+++ Material supplied +++

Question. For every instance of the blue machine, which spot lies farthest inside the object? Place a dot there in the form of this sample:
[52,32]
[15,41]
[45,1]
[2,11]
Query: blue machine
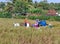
[42,23]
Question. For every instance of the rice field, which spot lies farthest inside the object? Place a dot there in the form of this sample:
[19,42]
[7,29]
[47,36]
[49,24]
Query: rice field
[22,35]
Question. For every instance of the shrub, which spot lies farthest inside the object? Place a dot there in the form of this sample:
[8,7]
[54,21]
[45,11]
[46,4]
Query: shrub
[5,15]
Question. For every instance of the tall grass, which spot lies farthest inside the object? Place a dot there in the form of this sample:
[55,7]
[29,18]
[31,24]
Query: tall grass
[21,35]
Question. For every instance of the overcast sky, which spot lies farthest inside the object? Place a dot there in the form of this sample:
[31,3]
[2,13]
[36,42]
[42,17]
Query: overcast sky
[55,1]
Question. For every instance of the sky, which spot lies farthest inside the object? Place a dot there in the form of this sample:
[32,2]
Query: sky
[55,1]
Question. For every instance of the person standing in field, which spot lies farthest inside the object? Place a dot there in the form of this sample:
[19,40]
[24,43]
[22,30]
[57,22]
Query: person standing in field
[26,22]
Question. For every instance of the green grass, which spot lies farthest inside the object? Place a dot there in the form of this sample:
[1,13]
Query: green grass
[21,35]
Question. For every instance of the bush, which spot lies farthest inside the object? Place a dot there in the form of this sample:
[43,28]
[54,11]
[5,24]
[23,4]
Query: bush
[20,17]
[5,15]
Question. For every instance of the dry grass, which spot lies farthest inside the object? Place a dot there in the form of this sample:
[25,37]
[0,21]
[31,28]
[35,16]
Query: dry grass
[20,35]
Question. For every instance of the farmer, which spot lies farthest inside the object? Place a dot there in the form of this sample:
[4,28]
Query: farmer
[36,25]
[26,23]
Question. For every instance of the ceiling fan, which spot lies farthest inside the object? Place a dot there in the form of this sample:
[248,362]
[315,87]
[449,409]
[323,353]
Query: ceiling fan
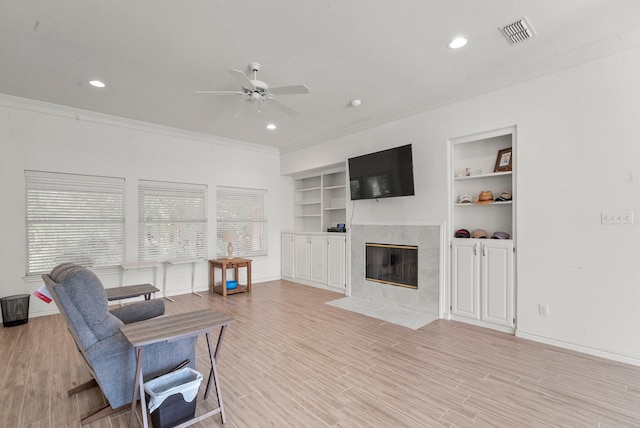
[259,92]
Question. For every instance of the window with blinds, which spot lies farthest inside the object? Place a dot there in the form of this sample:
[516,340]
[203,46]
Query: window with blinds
[73,218]
[241,211]
[172,220]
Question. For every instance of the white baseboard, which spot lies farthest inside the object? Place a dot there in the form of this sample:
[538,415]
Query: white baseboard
[314,284]
[628,359]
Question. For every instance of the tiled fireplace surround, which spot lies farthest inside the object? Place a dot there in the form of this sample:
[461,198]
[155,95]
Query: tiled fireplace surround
[424,299]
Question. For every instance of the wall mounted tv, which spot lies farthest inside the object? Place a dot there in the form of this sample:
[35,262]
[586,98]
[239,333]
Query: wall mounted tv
[384,174]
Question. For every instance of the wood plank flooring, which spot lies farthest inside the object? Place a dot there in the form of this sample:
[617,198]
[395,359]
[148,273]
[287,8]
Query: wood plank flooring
[290,360]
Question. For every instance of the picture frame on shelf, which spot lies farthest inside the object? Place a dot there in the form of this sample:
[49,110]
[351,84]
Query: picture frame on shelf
[503,160]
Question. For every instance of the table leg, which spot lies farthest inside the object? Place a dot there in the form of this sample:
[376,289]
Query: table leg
[212,271]
[249,277]
[213,373]
[193,279]
[224,280]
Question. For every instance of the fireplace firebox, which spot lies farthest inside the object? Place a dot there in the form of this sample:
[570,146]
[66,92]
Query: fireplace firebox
[392,264]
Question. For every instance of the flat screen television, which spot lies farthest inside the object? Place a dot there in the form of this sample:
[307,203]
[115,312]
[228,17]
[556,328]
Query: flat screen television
[384,174]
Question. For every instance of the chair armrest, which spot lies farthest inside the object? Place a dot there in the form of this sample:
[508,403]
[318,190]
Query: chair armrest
[139,311]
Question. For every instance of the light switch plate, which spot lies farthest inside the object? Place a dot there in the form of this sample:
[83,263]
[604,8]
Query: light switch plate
[616,217]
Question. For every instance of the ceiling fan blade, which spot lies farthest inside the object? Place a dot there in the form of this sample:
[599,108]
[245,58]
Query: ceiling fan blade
[289,90]
[242,78]
[219,92]
[244,108]
[282,106]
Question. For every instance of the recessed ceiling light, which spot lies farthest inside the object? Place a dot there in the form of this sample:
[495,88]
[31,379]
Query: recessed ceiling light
[457,43]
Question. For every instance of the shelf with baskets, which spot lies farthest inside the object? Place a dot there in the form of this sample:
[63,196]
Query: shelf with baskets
[482,270]
[320,201]
[473,164]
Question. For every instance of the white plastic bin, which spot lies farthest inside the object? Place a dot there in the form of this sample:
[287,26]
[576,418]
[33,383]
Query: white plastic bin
[172,397]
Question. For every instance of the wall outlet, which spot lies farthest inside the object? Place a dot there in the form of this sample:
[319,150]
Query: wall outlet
[543,310]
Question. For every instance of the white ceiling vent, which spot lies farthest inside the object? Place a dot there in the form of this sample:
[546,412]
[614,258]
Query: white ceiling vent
[519,31]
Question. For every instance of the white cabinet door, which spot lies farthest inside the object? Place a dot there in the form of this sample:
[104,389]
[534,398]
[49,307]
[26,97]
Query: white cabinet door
[497,282]
[302,254]
[287,255]
[465,288]
[318,259]
[336,261]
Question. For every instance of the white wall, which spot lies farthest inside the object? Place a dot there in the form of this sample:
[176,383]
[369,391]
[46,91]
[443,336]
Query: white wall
[578,155]
[43,137]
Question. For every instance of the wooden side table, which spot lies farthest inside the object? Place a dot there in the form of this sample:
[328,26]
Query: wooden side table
[224,264]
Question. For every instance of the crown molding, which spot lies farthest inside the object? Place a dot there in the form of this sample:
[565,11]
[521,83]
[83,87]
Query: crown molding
[554,64]
[57,110]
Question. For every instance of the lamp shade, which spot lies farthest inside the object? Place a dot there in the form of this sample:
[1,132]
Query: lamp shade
[230,236]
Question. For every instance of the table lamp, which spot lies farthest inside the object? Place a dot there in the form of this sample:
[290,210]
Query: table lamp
[230,236]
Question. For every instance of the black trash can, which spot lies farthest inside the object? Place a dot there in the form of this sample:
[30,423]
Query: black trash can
[15,310]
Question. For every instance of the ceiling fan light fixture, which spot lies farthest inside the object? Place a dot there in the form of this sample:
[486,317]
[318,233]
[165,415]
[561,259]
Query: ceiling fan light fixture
[458,42]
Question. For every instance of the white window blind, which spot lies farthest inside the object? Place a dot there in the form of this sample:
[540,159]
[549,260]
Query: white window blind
[73,218]
[172,220]
[243,212]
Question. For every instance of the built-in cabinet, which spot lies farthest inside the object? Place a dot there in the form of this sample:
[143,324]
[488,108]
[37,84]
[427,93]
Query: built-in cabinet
[482,276]
[483,281]
[310,258]
[315,259]
[320,201]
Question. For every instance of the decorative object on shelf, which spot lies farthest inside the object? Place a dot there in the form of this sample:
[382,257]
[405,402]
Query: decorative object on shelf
[462,233]
[503,161]
[504,196]
[479,233]
[230,236]
[500,235]
[485,197]
[463,172]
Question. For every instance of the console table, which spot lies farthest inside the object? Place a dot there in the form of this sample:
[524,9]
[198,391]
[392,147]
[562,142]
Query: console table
[127,291]
[224,264]
[174,327]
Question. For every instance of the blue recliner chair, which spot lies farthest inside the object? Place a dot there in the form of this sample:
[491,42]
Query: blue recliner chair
[82,300]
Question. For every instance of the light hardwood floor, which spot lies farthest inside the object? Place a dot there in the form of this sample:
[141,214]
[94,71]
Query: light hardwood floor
[290,360]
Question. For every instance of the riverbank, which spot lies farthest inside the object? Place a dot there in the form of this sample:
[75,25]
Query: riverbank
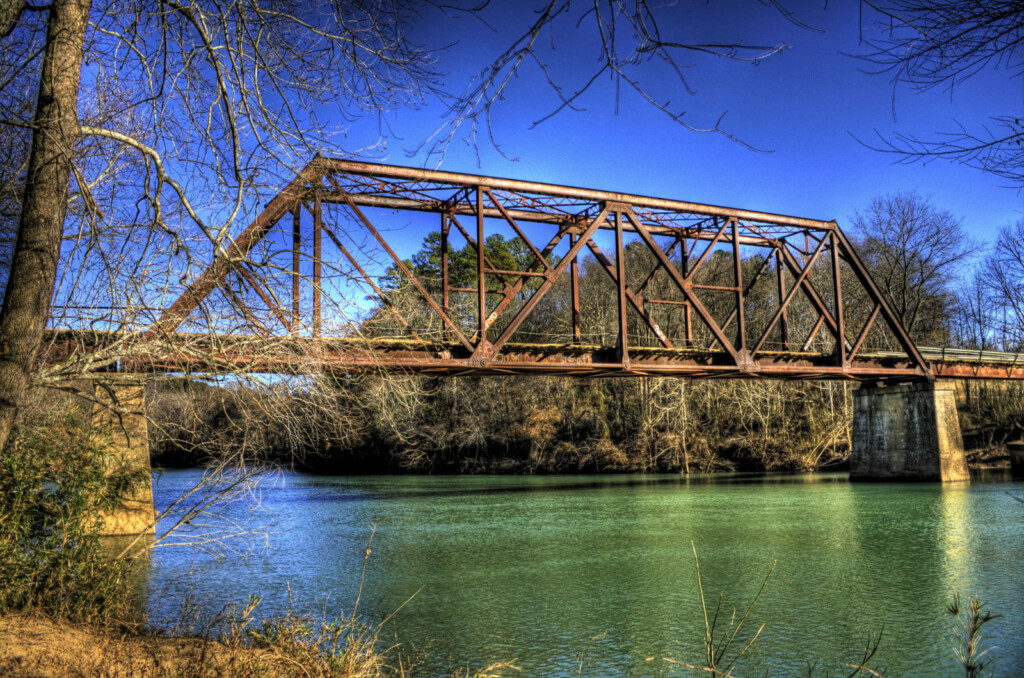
[35,646]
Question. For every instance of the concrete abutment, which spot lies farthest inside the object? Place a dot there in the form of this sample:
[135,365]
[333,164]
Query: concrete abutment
[907,432]
[120,412]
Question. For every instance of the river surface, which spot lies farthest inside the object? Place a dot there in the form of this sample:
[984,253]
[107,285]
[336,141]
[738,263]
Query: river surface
[546,570]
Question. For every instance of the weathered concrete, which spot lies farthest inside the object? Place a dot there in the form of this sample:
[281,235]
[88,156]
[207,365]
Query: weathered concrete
[1017,459]
[126,424]
[907,432]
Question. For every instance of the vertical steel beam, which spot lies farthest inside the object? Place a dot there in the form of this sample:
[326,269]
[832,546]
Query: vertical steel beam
[838,292]
[621,273]
[317,252]
[687,309]
[445,225]
[738,276]
[296,276]
[481,289]
[784,322]
[574,288]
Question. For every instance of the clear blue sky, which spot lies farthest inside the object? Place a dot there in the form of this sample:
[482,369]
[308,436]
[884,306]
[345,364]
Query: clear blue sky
[806,104]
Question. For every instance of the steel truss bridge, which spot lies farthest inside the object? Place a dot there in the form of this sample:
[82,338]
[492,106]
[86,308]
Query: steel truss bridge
[818,314]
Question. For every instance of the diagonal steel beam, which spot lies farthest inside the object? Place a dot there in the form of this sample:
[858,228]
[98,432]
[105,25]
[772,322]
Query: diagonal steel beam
[553,277]
[412,279]
[366,277]
[901,334]
[508,217]
[684,286]
[812,293]
[747,291]
[238,249]
[633,298]
[788,297]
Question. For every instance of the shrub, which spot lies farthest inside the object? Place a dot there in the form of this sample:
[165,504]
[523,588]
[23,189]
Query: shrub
[55,481]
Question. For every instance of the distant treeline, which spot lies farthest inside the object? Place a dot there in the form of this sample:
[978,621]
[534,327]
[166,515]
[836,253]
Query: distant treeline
[541,424]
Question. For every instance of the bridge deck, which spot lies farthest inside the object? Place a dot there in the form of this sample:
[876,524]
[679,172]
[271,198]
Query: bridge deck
[225,353]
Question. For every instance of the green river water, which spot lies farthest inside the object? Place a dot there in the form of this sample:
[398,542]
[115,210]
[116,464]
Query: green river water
[545,569]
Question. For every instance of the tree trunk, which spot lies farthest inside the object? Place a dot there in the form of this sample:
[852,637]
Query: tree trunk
[30,287]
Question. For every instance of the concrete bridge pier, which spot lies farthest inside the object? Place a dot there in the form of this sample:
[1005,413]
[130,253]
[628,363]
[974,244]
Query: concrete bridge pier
[126,424]
[907,432]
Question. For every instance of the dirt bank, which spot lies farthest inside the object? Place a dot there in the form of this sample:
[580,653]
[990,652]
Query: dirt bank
[34,646]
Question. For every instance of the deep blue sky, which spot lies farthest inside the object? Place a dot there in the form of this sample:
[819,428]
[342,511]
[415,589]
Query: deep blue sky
[806,104]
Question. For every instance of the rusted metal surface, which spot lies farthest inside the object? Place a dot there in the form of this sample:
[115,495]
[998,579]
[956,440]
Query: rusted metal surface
[198,352]
[689,315]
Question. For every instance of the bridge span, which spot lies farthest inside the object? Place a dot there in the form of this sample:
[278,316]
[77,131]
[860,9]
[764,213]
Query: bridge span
[615,284]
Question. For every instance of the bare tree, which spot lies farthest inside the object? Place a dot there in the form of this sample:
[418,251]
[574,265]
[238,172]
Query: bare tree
[941,43]
[914,252]
[1004,276]
[37,249]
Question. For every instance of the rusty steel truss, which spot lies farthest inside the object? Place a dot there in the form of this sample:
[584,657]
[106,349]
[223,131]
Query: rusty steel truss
[790,262]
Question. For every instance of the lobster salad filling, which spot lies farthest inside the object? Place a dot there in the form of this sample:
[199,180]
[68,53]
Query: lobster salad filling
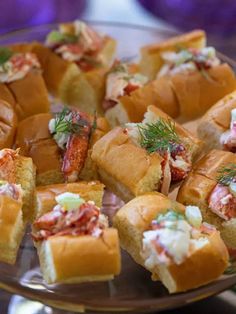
[222,200]
[173,237]
[77,43]
[71,216]
[121,82]
[160,137]
[228,138]
[15,66]
[71,129]
[11,190]
[8,164]
[188,60]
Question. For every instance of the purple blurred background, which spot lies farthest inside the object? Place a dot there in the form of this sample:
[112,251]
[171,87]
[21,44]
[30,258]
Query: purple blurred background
[15,14]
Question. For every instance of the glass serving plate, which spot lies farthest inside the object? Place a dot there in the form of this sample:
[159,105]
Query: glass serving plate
[133,290]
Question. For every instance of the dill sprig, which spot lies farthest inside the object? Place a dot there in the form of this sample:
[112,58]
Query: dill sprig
[227,174]
[158,136]
[68,121]
[5,54]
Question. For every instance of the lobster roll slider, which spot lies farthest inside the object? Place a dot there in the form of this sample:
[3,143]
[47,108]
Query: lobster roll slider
[45,195]
[60,145]
[20,171]
[22,84]
[144,157]
[171,241]
[212,187]
[74,242]
[217,127]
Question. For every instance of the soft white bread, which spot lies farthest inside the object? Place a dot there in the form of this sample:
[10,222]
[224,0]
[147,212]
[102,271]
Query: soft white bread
[216,121]
[197,188]
[135,217]
[34,139]
[151,60]
[129,170]
[45,195]
[6,95]
[196,93]
[31,95]
[11,228]
[131,108]
[8,124]
[193,144]
[126,169]
[75,259]
[200,267]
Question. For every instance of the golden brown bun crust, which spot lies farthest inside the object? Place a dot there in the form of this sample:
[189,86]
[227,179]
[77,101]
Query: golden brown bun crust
[210,262]
[120,158]
[31,95]
[220,113]
[135,217]
[191,141]
[11,228]
[5,94]
[84,255]
[151,60]
[8,124]
[212,162]
[35,141]
[45,195]
[196,93]
[158,93]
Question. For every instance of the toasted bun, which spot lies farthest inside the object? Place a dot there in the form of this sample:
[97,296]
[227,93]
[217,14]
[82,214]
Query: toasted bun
[212,162]
[131,108]
[25,176]
[197,189]
[58,73]
[135,217]
[35,141]
[216,121]
[6,95]
[8,124]
[128,164]
[45,195]
[197,93]
[75,259]
[193,143]
[151,60]
[31,95]
[200,268]
[11,228]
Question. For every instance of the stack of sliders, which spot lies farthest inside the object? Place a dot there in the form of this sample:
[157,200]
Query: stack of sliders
[75,59]
[17,176]
[60,145]
[21,83]
[144,157]
[212,187]
[73,240]
[192,70]
[128,94]
[217,128]
[171,241]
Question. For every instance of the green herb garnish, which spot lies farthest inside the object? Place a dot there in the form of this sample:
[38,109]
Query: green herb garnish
[67,122]
[158,136]
[5,54]
[57,37]
[227,174]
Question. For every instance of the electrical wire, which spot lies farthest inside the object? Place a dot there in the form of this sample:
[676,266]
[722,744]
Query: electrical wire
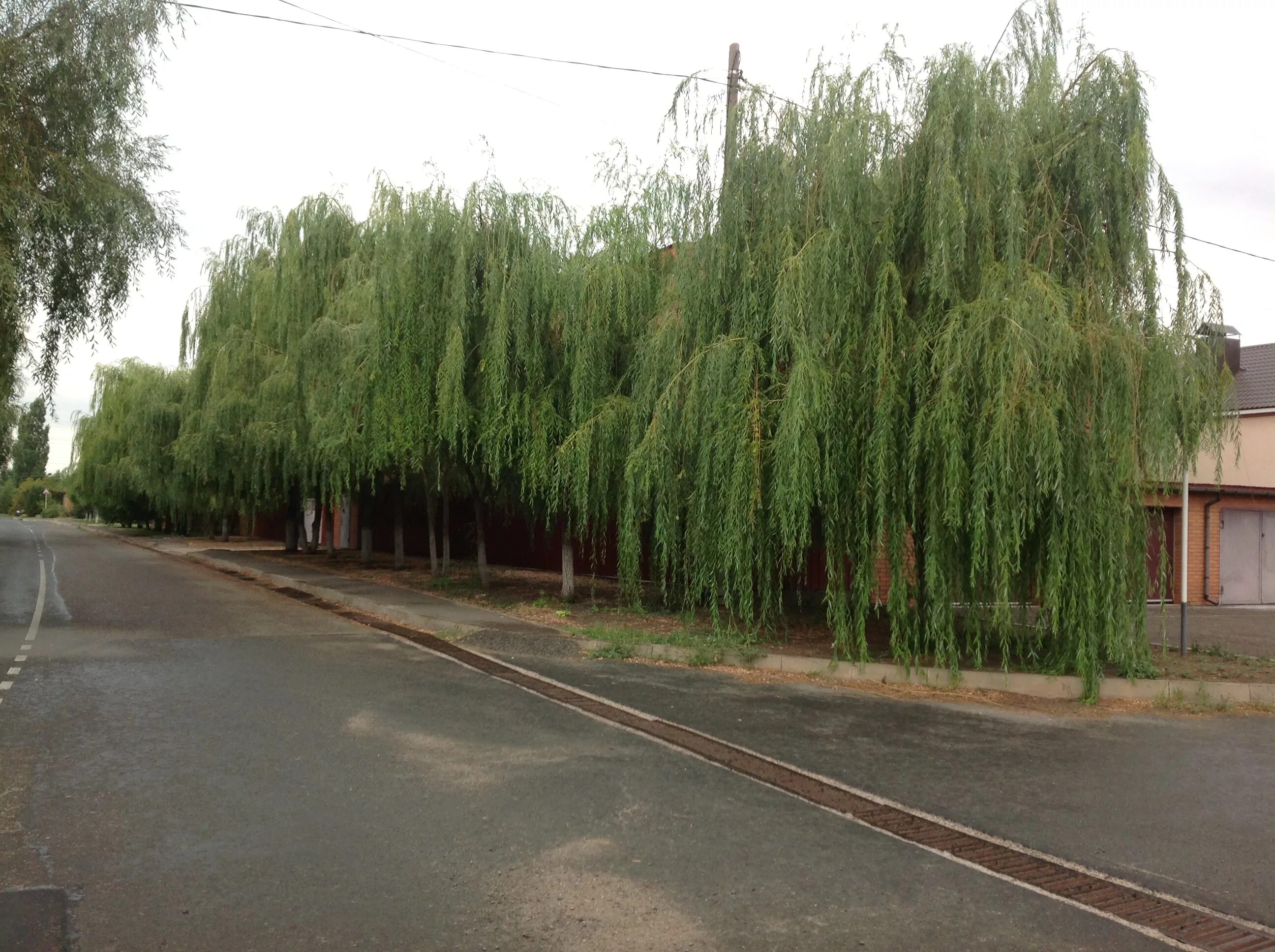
[337,26]
[1217,245]
[339,29]
[421,53]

+++

Written instruction =>
Copy the final stretch of lines, starting at the one that holds "Question. For every instance of the stack" and ending at the last line of the data, exactly; omit pictures.

Final result =>
Question. For every instance of the stack of sliders, which spot lies farthest inside the object? Place a dot there in the form of this sample:
[157,200]
Query: stack of sliders
[75,59]
[17,176]
[60,145]
[21,83]
[144,157]
[212,187]
[73,240]
[192,70]
[128,94]
[217,128]
[171,241]
Question. For every instance of the green herb garnish, which spot lies farthest inside the object? Place a dot there in the form of this sample:
[38,109]
Query: green herb garnish
[67,122]
[158,136]
[5,54]
[57,37]
[227,174]
Question. For every instance of the electrical wire, which spot lies farthest inside the object? Place a dot there in the form of this sample:
[676,266]
[722,744]
Query: electrical wire
[337,26]
[1217,245]
[339,29]
[421,53]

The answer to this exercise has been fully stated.